(Location identification lines)
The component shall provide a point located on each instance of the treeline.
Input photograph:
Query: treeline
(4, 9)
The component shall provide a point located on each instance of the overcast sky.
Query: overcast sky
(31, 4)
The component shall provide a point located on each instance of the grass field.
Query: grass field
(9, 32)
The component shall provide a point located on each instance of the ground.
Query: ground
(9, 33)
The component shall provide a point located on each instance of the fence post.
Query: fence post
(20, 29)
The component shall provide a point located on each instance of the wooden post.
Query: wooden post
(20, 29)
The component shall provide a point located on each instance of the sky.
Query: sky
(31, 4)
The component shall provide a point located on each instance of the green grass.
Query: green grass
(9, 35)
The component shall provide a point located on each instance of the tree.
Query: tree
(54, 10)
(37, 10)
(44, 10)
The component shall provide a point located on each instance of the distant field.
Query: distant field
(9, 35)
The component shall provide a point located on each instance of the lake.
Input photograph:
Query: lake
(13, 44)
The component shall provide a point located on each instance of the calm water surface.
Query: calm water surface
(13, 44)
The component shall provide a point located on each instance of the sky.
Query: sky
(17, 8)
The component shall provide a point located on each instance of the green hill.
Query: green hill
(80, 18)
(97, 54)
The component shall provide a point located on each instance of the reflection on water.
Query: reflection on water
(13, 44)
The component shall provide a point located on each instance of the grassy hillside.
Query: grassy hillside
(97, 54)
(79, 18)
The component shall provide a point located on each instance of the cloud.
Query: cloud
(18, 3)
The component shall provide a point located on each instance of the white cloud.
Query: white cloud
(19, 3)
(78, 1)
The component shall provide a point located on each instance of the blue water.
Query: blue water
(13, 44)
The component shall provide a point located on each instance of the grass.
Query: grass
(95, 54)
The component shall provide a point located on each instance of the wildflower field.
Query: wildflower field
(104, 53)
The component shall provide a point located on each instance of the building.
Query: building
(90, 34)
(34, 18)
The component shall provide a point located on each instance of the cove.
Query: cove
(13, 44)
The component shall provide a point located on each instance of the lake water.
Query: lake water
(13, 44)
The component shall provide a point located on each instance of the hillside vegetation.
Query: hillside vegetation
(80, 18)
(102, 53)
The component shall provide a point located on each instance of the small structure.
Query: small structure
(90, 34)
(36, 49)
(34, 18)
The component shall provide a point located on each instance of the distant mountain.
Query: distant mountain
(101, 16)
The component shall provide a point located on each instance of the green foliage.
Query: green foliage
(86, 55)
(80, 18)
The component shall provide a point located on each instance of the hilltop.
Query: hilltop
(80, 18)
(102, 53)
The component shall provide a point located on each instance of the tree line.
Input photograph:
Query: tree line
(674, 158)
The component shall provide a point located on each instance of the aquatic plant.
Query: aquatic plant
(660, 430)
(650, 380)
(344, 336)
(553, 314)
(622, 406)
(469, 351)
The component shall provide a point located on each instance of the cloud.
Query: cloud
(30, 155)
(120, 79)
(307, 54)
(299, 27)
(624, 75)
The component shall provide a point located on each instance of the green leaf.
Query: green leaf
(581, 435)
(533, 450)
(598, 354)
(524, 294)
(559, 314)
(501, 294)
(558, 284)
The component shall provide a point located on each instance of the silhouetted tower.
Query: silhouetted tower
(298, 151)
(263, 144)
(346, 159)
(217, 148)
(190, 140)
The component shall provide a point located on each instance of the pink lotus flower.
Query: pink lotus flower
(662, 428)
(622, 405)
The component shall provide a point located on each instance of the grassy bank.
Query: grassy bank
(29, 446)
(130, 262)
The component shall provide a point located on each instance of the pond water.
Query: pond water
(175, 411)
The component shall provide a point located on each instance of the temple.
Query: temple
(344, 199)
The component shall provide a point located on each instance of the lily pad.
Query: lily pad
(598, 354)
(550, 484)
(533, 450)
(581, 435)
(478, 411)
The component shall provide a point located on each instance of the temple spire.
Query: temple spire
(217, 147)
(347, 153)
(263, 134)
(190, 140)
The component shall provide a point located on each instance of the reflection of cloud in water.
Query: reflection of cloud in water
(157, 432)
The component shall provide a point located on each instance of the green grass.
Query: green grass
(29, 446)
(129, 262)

◆ What is required: Write out all of the lines above word for word.

◆ Answer to the task:
The component shall provide a point located on each instance of the treeline.
Input photograph:
Query: treeline
(4, 9)
The component shall provide a point located on each instance of the overcast sky.
Query: overcast sky
(31, 4)
The component shall provide a point located on each instance of the grass field.
Query: grass field
(9, 32)
The component shall provide a point located on each instance of the ground.
Query: ground
(9, 33)
The component shall provide a point located on each instance of the fence post.
Query: fence post
(20, 29)
The component shall provide a point located on each instance of the wooden post.
Query: wooden post
(20, 29)
The component shall provide a point located on each instance of the sky.
Query: sky
(31, 4)
The component shall provide a point located on each instance of the green grass.
Query: green grass
(9, 35)
The component shall provide a point located on each instance of the tree.
Query: tree
(54, 10)
(37, 10)
(44, 10)
The component shall provide a point located on each instance of the distant field.
Query: distant field
(9, 35)
The component shall provide a point located on each instance of the lake.
Input photograph:
Query: lake
(13, 44)
The component shall provide a point located on each instance of the calm water surface.
Query: calm water surface
(13, 44)
The component shall provide a point located on each instance of the sky.
Query: sky
(17, 8)
The component shall provide a point located on each instance of the green hill.
Query: green hill
(80, 18)
(97, 54)
The component shall provide a point located on each instance of the reflection on water.
Query: reflection on water
(13, 44)
The component shall provide a point located on each instance of the grassy hillside.
Query: grassy hillside
(97, 54)
(79, 18)
The component shall provide a point located on each instance of the cloud.
Query: cloud
(18, 3)
The component shall provide a point located on each instance of the white cloud.
Query: white cloud
(19, 3)
(78, 1)
The component shall provide a point located on each instance of the blue water.
Query: blue water
(13, 44)
The component shall provide a point located on each instance of the grass.
Query: grass
(95, 54)
The component shall provide a point located on each instance of the wildflower field.
Query: wildflower field
(104, 53)
The component shall provide a point located on each instance of the building.
Query: building
(90, 34)
(34, 18)
The component shall provide a point located on each instance of the cove.
Query: cove
(13, 44)
The component shall provide a point located on each instance of the lake water.
Query: lake water
(13, 44)
The component shall provide a point located on each instance of the hillside vegetation.
Query: hillside vegetation
(80, 18)
(102, 53)
The component shall provide a point located on each instance of the small structure.
Query: small structure
(90, 34)
(36, 49)
(34, 18)
The component shall provide a point located on each instance of the distant mountain.
Query: distant mountain
(101, 16)
The component shall provide a point located on each instance of the green foliage.
Query: green foliage
(86, 55)
(80, 18)
The component shall provide a point located on each instance of the hilltop.
Query: hilltop
(80, 18)
(102, 53)
The component shall provide a point located on each instance of the tree line.
Input photograph:
Query: tree line
(674, 158)
The component shall provide a point located on each instance of the aquatic plant.
Query: aquatic plant
(660, 430)
(650, 380)
(344, 336)
(553, 314)
(622, 406)
(469, 351)
The component shall provide a point located on each instance of the cloud.
Query: cloud
(30, 155)
(120, 79)
(307, 54)
(299, 27)
(624, 75)
The component shall provide a point located on each instance of the green leaf.
Query: green leaf
(581, 435)
(533, 450)
(598, 354)
(524, 294)
(559, 314)
(501, 294)
(558, 284)
The component shall provide a point located on each instance of the silhouetted tower.
Query: silhouetted tower
(298, 151)
(263, 144)
(346, 159)
(217, 148)
(190, 140)
The component shall provide a point located on each instance of the pink lotus flower.
Query: pink lotus flower
(662, 428)
(622, 405)
The component shall provide a point located on each instance of the grassy bank.
Query: grassy bank
(29, 446)
(130, 262)
The component shall provide a point located on each instance of the pond water.
Query: pond water
(175, 411)
The component shall provide a point located on each instance of the temple.
Query: temple
(344, 199)
The component shall provide a point located on each instance of the lily pad.
Query: lily pad
(598, 354)
(550, 484)
(533, 450)
(581, 435)
(478, 411)
The component shall provide a point located on each instance of the temple spire.
Query: temple spire
(217, 147)
(347, 153)
(263, 134)
(190, 140)
The component shall provide a point located on each instance of the reflection of cloud in water.
Query: reflection of cloud in water
(157, 432)
The component shall provide a point located on each instance of the green grass.
Query: green grass
(29, 446)
(129, 262)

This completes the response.